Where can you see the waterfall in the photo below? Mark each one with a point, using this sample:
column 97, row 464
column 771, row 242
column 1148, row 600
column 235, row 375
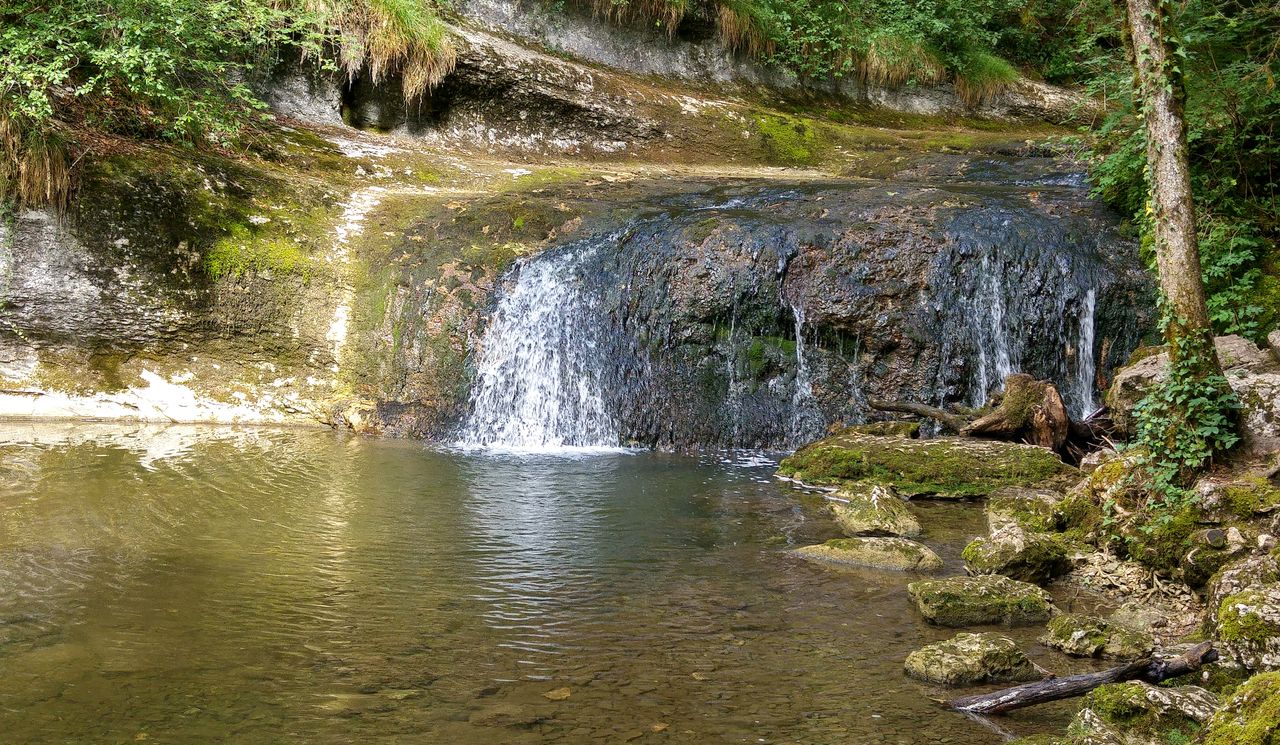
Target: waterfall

○ ○ ○ ○ ○

=== WRITTEN EXERCISE ===
Rewrite all the records above as a JSON list of strings, one per line, with blank lines skipped and the pictures left out.

=== EXERCISE RESPONSE ===
[
  "Where can you see the waterfall in the photo below? Mark each one with a point, using this sample:",
  "column 97, row 464",
  "column 771, row 242",
  "column 1148, row 600",
  "column 235, row 375",
  "Target: waterfall"
]